begin

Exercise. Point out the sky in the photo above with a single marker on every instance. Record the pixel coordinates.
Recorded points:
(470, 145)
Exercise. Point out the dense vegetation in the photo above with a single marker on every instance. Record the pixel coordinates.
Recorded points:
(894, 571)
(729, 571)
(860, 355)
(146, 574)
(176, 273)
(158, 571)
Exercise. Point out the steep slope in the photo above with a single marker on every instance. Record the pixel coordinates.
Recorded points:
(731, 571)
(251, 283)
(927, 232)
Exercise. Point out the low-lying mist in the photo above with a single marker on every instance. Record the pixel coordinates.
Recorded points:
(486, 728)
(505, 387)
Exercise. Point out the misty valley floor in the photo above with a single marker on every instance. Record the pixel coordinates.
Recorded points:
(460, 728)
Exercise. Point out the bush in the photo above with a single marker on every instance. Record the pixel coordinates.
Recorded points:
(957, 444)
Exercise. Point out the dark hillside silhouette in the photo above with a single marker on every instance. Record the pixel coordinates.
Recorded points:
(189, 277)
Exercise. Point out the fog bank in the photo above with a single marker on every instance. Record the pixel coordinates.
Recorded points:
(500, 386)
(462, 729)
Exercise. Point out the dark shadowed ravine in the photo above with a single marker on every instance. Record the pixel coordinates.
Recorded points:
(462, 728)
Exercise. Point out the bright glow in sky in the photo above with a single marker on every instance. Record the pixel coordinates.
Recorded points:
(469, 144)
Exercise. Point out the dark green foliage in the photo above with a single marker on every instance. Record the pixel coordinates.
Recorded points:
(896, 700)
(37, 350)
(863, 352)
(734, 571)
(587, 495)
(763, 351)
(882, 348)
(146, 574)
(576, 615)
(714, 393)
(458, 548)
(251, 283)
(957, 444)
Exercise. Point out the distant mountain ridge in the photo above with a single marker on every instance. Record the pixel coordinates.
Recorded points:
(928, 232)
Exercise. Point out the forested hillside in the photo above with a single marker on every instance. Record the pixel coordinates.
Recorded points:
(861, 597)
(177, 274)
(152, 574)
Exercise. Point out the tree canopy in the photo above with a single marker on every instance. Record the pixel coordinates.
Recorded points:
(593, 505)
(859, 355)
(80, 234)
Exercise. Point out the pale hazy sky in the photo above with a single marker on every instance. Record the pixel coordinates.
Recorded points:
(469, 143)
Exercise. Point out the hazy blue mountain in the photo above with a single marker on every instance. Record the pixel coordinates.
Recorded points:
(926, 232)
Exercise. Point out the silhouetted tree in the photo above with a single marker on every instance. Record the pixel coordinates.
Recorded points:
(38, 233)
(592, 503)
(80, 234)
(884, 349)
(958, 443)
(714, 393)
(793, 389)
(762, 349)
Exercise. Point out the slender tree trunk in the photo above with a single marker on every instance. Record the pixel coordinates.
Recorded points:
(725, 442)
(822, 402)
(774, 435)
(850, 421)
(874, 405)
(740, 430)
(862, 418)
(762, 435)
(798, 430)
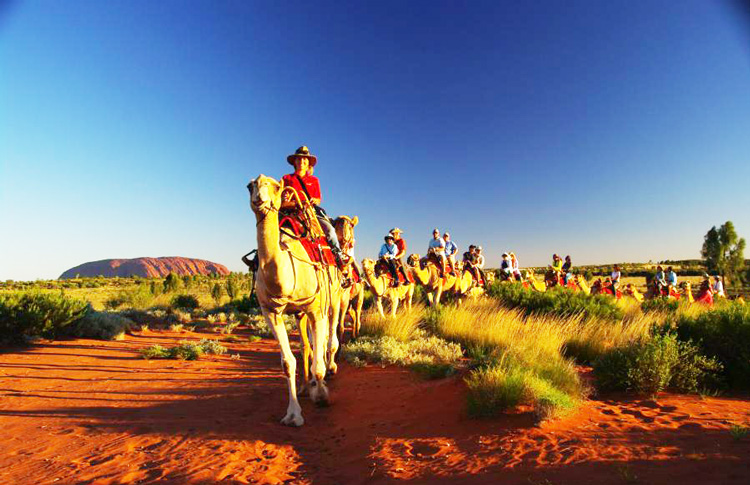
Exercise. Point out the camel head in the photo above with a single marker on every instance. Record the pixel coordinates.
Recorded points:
(345, 229)
(368, 265)
(265, 194)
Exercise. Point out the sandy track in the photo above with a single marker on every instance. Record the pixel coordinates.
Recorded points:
(94, 412)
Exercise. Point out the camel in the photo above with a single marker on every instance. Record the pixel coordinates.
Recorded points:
(465, 286)
(582, 284)
(382, 289)
(631, 291)
(429, 277)
(534, 283)
(352, 298)
(288, 282)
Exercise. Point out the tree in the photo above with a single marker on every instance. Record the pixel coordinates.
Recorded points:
(723, 251)
(233, 287)
(217, 293)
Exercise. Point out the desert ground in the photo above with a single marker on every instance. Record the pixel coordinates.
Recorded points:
(95, 412)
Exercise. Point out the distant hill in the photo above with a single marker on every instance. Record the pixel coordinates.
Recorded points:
(146, 267)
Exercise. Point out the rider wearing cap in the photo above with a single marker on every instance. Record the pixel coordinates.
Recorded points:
(388, 252)
(401, 245)
(308, 188)
(450, 249)
(436, 247)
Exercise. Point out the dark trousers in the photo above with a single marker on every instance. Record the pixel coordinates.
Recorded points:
(392, 268)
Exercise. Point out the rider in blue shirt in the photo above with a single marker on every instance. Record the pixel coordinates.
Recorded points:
(388, 252)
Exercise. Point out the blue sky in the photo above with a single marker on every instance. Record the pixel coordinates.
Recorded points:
(610, 131)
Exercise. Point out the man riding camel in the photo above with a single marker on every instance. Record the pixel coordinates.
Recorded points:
(387, 254)
(308, 188)
(436, 249)
(401, 245)
(450, 249)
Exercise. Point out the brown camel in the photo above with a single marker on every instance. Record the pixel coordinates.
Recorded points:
(288, 282)
(465, 286)
(429, 277)
(381, 288)
(352, 298)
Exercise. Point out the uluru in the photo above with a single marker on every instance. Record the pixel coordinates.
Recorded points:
(146, 267)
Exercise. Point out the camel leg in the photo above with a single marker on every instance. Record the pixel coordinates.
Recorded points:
(318, 389)
(304, 329)
(357, 321)
(379, 305)
(293, 415)
(394, 304)
(333, 335)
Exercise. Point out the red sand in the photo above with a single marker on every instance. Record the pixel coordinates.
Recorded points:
(94, 412)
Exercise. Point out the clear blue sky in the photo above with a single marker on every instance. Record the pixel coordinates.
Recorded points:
(610, 131)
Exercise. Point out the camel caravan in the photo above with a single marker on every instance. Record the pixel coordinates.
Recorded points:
(305, 267)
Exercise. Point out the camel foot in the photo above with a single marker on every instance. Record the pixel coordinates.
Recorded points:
(319, 394)
(293, 419)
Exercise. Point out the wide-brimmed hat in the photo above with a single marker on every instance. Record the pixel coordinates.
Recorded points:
(302, 151)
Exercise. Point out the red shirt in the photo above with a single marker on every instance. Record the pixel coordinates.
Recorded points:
(311, 184)
(401, 245)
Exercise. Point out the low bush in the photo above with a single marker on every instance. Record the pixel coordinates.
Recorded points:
(184, 350)
(26, 315)
(421, 350)
(188, 302)
(504, 386)
(723, 333)
(655, 364)
(137, 297)
(402, 327)
(102, 325)
(557, 301)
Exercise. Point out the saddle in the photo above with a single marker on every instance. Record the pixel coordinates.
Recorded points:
(381, 269)
(293, 225)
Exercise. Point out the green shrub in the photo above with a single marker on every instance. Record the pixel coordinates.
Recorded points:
(102, 325)
(138, 297)
(217, 293)
(557, 301)
(185, 301)
(654, 365)
(184, 350)
(662, 305)
(723, 333)
(26, 315)
(245, 304)
(172, 283)
(492, 390)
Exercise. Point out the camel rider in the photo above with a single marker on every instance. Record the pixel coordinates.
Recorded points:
(556, 264)
(506, 267)
(480, 262)
(514, 265)
(615, 279)
(436, 247)
(401, 246)
(470, 261)
(719, 287)
(660, 281)
(450, 250)
(671, 280)
(388, 253)
(308, 188)
(566, 269)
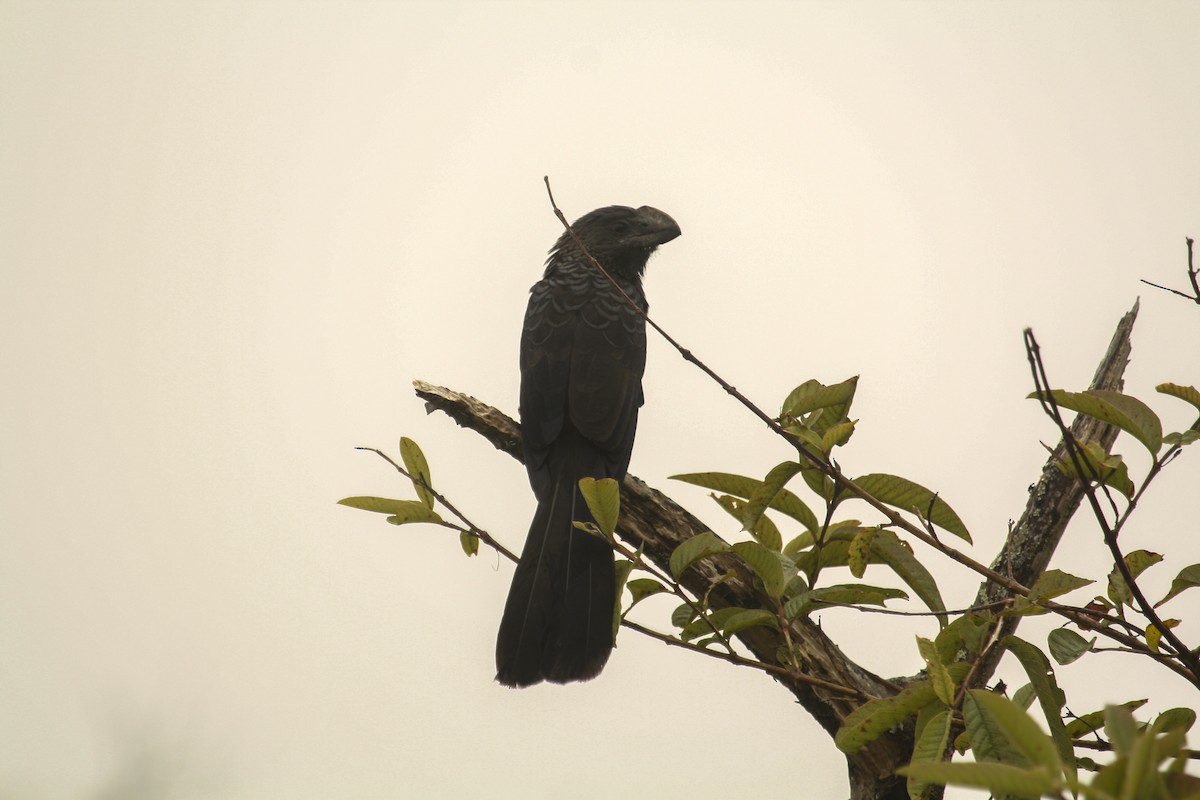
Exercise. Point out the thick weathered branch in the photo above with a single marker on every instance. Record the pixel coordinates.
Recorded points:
(1055, 498)
(652, 521)
(658, 524)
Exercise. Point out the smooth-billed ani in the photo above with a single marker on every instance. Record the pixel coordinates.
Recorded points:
(582, 356)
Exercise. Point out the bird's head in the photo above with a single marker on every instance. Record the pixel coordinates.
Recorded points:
(621, 238)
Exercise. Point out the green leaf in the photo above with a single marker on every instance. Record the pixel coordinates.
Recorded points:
(1181, 439)
(875, 717)
(1066, 645)
(1025, 696)
(930, 749)
(838, 435)
(1050, 697)
(697, 547)
(1187, 578)
(402, 511)
(767, 534)
(1186, 394)
(766, 565)
(1125, 411)
(748, 618)
(1001, 731)
(811, 396)
(1138, 561)
(999, 779)
(623, 567)
(939, 675)
(967, 633)
(900, 559)
(744, 487)
(1091, 723)
(840, 594)
(683, 615)
(858, 554)
(418, 468)
(642, 588)
(768, 489)
(604, 501)
(904, 494)
(1121, 728)
(1055, 583)
(1177, 717)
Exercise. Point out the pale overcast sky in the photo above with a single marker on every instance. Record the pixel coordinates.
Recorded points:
(232, 234)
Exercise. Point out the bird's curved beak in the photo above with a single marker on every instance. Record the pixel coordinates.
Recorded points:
(654, 228)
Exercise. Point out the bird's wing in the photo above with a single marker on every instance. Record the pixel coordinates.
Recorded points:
(582, 358)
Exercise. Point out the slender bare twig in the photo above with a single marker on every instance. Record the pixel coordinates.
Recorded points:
(471, 528)
(1192, 278)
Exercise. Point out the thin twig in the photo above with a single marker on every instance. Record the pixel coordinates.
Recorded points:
(732, 657)
(825, 465)
(1192, 278)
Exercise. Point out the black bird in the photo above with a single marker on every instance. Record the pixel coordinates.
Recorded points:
(582, 356)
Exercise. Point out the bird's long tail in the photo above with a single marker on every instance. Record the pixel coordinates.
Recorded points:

end

§ **Task brief**
Reproduce nothing but the lines from the line containing "Exercise. Point out the green leaf" to the last line of the data, each exactly as written.

§ **Result below**
Exercise. Point out the green leaf in the photo above with a single marker on every instance. Record the pixel coordinates.
Recorded points:
(1181, 439)
(875, 717)
(1066, 645)
(1025, 696)
(930, 749)
(838, 435)
(1050, 697)
(697, 547)
(1187, 578)
(402, 511)
(767, 534)
(1186, 394)
(766, 565)
(1125, 411)
(748, 618)
(1001, 731)
(811, 396)
(1138, 561)
(999, 779)
(623, 567)
(939, 675)
(967, 633)
(900, 559)
(744, 487)
(1091, 723)
(840, 594)
(683, 615)
(858, 554)
(418, 468)
(642, 588)
(768, 489)
(604, 501)
(904, 494)
(1121, 728)
(1055, 583)
(1177, 717)
Exercise. Point out the pale overcast sky in the photo above with a single marker on every instance. Record the pixel coordinates.
Recorded points:
(232, 234)
Exercise. Point out the bird's curved beak in the photo above with a single marker on every instance. Record the pixel coordinates.
Recorded points:
(654, 228)
Exercise. Point out the bird's wing in the photo above with a single marker on every instance. Record the pixel coordinates.
Recorded points:
(582, 358)
Exercise. Point out the slender bare twig in the photo above with a single marker on every instance. Record the pixel coordinates.
Recorded points:
(471, 528)
(1192, 278)
Exercise. Point out the thin twig in the photo above with a single marker on every instance. Record the pixel coordinates.
Recorded points:
(732, 657)
(825, 465)
(1192, 278)
Exercise. Point out the black bird in the photo above with a single marker on every instance. Record the pixel coordinates.
Recorded points:
(582, 356)
Exercise. Point out the bird's long tail in the photo above with a single marker on every instance. Record the pixel coordinates.
Recorded points:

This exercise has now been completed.